Top of Exercise inputs
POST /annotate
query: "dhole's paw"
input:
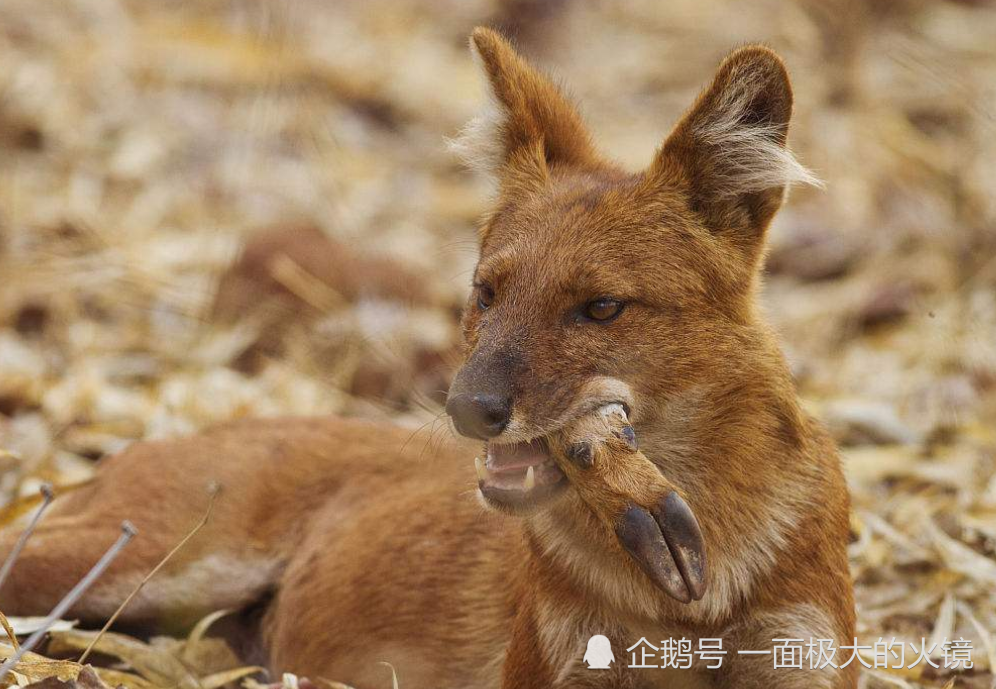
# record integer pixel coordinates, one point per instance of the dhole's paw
(601, 458)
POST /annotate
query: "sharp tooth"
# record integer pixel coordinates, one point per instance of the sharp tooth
(530, 482)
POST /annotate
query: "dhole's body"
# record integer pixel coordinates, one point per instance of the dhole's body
(373, 541)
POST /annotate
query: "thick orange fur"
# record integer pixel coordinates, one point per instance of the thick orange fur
(372, 541)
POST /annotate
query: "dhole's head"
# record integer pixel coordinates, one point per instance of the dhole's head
(596, 285)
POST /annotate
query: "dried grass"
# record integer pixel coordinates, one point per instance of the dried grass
(143, 142)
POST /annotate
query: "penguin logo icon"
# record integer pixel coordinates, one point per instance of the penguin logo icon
(599, 653)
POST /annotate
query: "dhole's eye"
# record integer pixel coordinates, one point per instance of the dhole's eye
(485, 297)
(603, 309)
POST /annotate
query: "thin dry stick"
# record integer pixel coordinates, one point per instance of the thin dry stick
(47, 495)
(193, 532)
(127, 533)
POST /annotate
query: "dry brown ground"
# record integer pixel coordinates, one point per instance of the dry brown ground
(141, 143)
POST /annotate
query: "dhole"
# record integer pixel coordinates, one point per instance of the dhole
(595, 287)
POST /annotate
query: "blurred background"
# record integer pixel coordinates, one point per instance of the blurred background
(224, 208)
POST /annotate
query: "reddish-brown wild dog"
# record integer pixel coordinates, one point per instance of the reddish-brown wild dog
(596, 290)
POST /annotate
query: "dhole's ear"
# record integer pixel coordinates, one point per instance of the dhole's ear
(729, 154)
(528, 125)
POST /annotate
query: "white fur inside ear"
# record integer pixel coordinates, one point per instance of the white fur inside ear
(749, 157)
(480, 144)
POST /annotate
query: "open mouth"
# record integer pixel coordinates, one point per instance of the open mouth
(518, 476)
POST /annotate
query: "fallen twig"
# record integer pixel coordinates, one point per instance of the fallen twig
(128, 531)
(47, 496)
(213, 489)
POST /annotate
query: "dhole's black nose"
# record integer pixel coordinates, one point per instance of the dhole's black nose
(477, 415)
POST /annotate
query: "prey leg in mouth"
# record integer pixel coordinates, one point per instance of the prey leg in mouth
(652, 522)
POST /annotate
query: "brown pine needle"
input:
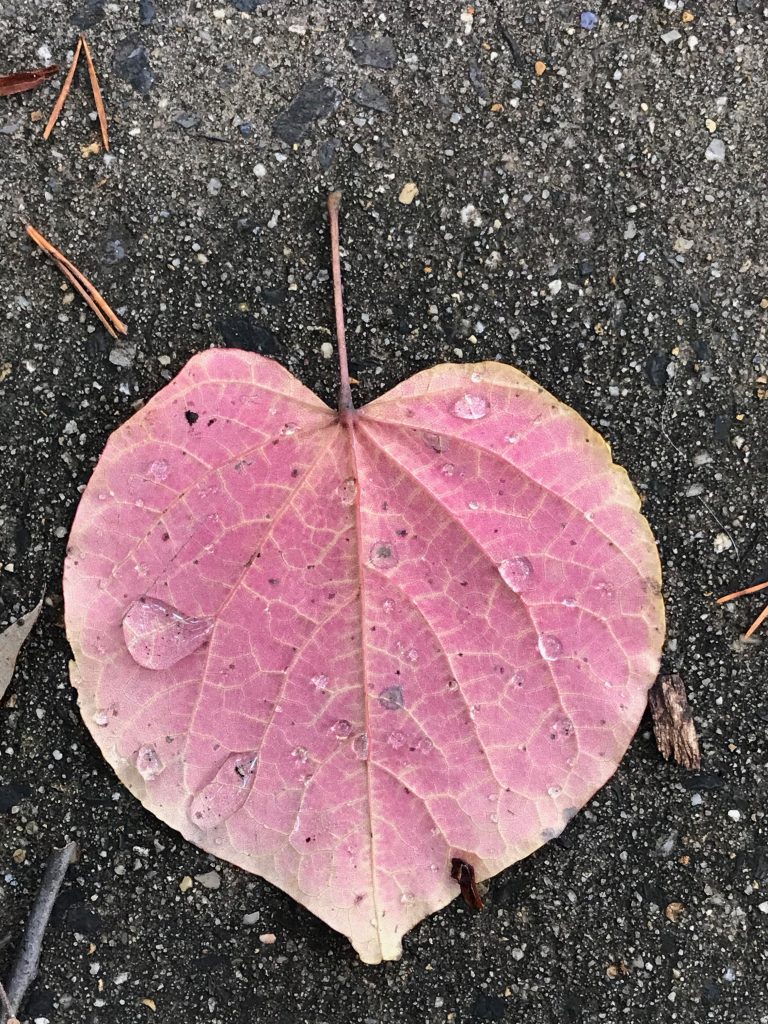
Bottom of Exercise inputs
Leaving out the pictures, return the records exactly as given.

POST /annotate
query: "dhole's paw"
input:
# record integer pixel coordinates, one point per instance of the dhole's paw
(601, 458)
POST /annotate
query: "sharp tooth"
# record integer pixel coordinates, one point per instance of the sharp tooth
(530, 482)
POST /annotate
query: "dhole's body"
# record integer pixel coordinates, one point per instance of the dhole's body
(373, 541)
POST /annotate
query: "thick orange fur"
# record integer pixel coordinates, one point per instance of the thick orange fur
(372, 541)
POST /annotate
query: "dhole's head"
# record integer pixel coordinates, one point per instance of the dhole's head
(596, 285)
POST /annotate
query: "dried grass"
# record integer pixel coordinates, one point per instance of the dried grass
(143, 142)
POST /annotate
query: "penguin logo icon"
# record integer pixel coordinates, one point per instance of the penguin logo icon
(599, 653)
POST /annotate
query: "dhole's eye"
# record integer pixel coordinates, one point per instance of the dhole's eye
(485, 297)
(603, 309)
POST /annotate
query: "thin dry stick"
# record integer pixel coordinates, one point per instance of the thin dry stick
(47, 495)
(193, 532)
(127, 533)
POST /annotate
query: "dry brown ground"
# record integer pixel coordinates, one point per instance of the dry brown ground
(141, 143)
POST /annotate
query: "dhole"
# record integer pixel coordinates, one point per instance of the dhole
(595, 287)
POST /annotate
query: "blurred background"
# record integer pixel coordinates, one point per instance of the blurred background
(224, 208)
POST /annotate
query: "reddish-brown wild dog"
# record integer pixel coordinates, one point per instance of the reddish-brown wild dog
(596, 290)
POST /annotate
query: "dhole's ear"
# record integer pixel coordinates, one point per instance of the dhole's ear
(729, 154)
(528, 125)
POST /annotate
query: "white fur inside ear"
# record integer pixel coordinates, one point per instance of the white fur inside ear
(749, 157)
(480, 144)
POST /annotate
query: "open mouth"
# record integer pixel coordinates, one point per instance of the open mouth
(518, 476)
POST /annotate
query: "fallen twig"
# record integer pixel coordinates, one point per instance of the fallen twig
(128, 531)
(47, 496)
(213, 489)
POST /annotate
query: "dhole's black nose"
# record integer pixel coordinates, one point per instance of the dhole's black nose
(477, 415)
POST /annotate
query: "prey leg in mouth"
# record integer pixel coordinates, one point per instance of the prey leg in mouth
(652, 522)
POST /annotate
query: "brown pine needle"
input:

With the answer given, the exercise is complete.